• [Items listed in a dataset]

_ _ _

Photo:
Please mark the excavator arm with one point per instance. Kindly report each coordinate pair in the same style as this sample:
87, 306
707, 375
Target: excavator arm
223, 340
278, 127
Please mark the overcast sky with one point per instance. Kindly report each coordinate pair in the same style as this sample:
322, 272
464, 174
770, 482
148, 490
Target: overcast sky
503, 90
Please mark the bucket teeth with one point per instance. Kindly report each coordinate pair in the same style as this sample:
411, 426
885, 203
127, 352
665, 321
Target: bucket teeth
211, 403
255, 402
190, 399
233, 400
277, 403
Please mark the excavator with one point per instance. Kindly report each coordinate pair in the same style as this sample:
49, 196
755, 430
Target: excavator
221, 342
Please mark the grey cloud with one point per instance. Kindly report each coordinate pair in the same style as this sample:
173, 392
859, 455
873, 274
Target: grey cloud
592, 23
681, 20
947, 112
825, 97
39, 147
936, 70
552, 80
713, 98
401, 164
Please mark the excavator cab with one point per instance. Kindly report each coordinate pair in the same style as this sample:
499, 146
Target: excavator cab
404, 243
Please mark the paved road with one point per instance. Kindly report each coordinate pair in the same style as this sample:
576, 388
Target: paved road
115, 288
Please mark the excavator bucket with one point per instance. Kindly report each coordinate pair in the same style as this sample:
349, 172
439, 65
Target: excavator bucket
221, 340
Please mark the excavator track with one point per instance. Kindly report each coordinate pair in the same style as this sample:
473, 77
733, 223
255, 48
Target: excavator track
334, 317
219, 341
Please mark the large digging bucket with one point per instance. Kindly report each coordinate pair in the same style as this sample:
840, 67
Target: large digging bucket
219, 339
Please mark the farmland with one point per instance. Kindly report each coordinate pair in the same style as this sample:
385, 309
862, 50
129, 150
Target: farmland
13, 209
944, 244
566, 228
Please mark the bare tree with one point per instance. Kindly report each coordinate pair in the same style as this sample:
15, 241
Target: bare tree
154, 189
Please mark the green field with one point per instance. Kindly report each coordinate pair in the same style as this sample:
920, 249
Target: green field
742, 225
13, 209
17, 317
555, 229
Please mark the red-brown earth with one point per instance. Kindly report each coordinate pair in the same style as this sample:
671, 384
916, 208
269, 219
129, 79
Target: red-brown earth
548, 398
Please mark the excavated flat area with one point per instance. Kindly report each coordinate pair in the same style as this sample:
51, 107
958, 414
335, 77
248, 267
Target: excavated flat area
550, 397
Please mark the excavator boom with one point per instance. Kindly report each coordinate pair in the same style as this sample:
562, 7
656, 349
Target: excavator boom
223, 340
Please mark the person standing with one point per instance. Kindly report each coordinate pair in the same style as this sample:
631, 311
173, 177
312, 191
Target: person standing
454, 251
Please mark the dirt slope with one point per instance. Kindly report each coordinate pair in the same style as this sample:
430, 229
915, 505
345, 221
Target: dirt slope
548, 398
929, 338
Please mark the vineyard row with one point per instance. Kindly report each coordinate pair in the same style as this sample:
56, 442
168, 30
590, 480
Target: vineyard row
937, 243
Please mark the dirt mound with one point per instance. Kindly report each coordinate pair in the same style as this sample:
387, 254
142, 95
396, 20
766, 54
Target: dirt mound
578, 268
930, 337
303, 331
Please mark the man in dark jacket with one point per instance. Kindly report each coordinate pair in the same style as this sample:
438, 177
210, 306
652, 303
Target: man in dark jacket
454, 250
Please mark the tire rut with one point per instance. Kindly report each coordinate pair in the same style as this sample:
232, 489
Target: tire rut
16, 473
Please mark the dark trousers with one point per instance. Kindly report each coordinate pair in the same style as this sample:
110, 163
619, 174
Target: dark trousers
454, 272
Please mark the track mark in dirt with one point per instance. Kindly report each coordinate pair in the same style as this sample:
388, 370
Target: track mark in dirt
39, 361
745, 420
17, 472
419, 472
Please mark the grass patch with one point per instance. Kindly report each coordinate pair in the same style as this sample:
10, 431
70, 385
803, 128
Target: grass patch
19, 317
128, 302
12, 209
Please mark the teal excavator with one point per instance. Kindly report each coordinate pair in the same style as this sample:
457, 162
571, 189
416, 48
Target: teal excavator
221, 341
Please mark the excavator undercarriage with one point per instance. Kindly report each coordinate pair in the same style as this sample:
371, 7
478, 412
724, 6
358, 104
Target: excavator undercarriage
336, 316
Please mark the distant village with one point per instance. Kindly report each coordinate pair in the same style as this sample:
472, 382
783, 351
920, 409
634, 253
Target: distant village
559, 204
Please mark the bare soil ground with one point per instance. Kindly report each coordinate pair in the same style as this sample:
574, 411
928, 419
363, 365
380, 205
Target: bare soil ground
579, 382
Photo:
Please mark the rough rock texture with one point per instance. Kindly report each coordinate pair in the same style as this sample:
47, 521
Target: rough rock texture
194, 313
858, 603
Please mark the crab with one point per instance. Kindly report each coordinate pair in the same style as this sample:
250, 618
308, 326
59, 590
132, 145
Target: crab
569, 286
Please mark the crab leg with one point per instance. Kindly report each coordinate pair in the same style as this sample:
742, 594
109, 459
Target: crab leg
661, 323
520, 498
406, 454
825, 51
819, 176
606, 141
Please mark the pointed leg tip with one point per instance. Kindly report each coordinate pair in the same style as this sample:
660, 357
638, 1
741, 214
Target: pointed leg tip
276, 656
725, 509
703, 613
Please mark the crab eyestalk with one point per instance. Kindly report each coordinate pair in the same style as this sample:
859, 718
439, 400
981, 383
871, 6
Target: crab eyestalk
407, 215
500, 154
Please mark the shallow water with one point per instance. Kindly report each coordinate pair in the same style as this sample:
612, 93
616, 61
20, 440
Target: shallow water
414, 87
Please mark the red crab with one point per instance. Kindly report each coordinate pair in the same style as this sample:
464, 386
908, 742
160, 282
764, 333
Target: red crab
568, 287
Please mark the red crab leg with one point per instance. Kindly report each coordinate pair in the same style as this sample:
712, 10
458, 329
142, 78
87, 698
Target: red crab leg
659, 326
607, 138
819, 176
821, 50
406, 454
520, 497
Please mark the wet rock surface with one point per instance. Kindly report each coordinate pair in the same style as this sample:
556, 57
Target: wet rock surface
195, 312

_ _ _

• [What you will do] Please copy the line holding "Please mark the pointed" and all lines after it to the end of the records, exactly, and nothing else.

• [Answer space]
Please mark the pointed leg tip with one point per instance. Kindly report each coordinate pair in the same style as this sample:
660, 357
638, 1
741, 214
Target: pointed leg tip
276, 656
725, 509
703, 613
Please mark the crab eyestalk with one point per instance. Kindly report each coordinate pair in the same style as this sample:
859, 718
439, 400
981, 383
871, 6
Target: crab eyestalk
407, 215
500, 154
Please mark the shallow water with one point per instance. Kindly report each coordinate pair in the same style as this sample:
612, 93
616, 61
20, 440
Target: shallow water
414, 87
Please mark the red crab with one point per instance. Kindly report each coordinate pair in the same style as this sample:
464, 386
908, 742
160, 282
764, 333
Target: red crab
568, 287
Please mark the red crab leg with one point per instance. Kindly report each coordinate pair in the same style as this sample:
712, 10
458, 329
142, 78
87, 698
Target: red crab leg
659, 326
607, 138
819, 176
821, 50
406, 454
520, 497
Please mark the wet rock surface with one point per instance. Kindly report each coordinate pair in the same style as this sample:
556, 57
Target: wet rock surface
195, 312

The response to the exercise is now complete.